== Quoted passage ==
The process of generating meaning from qualitative data involves various ways of representing relationships among different aspects of the data. Data displays of various kinds have particular usefulness in this regard, and we will consider various ways that displays can serve the purposes of qualitative analysts. Displays may incorporate words or numbers, and in fact counts and other quantitative data play a variety of useful roles in certain traditions of qualitative research. In the class we will address how quantitative and qualitative data might be incorporated into qualitative studies and consider examples of various data displays such as graphs, visuals, and charts, as well as other data display forms such as narrative and pictorial or media-form accounts.

Required Readings:

  • Study of the Week (1): Mosberg, S. (2002). Speaking of history: How adolescents use their knowlege of history in reading the daily news. Cognition and Instruction, 20, 323-358.
  • Study of the Week (2): Astor, R.A., Meyer, H.A., & Behre, W.J. (1999). Unowned places and times: Maps and interviews about violence in high schools. American Educational Research Assocation Journal, 36, 3-42. (Excerpt, TBA)
===
== Entries shown ==
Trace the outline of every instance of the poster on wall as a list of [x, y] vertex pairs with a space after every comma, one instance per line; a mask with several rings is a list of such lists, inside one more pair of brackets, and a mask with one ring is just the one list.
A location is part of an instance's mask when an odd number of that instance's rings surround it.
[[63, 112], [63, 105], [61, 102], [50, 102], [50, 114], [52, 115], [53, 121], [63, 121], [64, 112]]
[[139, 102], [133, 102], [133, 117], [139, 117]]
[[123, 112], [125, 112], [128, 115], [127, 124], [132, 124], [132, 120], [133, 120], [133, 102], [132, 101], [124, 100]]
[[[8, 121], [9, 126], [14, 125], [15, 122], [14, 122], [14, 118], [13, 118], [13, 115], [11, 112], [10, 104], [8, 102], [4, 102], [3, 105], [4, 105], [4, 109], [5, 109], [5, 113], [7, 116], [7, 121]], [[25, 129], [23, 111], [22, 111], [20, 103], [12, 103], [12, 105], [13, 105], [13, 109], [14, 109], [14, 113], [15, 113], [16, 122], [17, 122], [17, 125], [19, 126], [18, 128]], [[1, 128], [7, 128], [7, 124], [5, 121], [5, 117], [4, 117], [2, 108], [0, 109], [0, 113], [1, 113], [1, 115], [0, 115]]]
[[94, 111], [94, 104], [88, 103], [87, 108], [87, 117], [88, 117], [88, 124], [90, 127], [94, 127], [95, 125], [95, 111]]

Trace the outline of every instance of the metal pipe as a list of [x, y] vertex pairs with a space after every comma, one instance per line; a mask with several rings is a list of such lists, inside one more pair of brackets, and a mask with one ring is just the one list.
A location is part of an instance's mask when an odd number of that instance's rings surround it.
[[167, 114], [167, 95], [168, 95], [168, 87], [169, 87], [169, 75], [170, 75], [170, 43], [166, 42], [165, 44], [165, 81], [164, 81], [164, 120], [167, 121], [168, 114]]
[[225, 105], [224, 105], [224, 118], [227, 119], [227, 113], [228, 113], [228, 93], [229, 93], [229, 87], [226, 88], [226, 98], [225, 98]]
===
> **Exercise**:
Please list every author named in the required readings of the passage on qualitative data displays above, with names given as they appear there.

> **Answer to the task**:
Mosberg, S.
Astor, R.A.
Meyer, H.A.
Behre, W.J.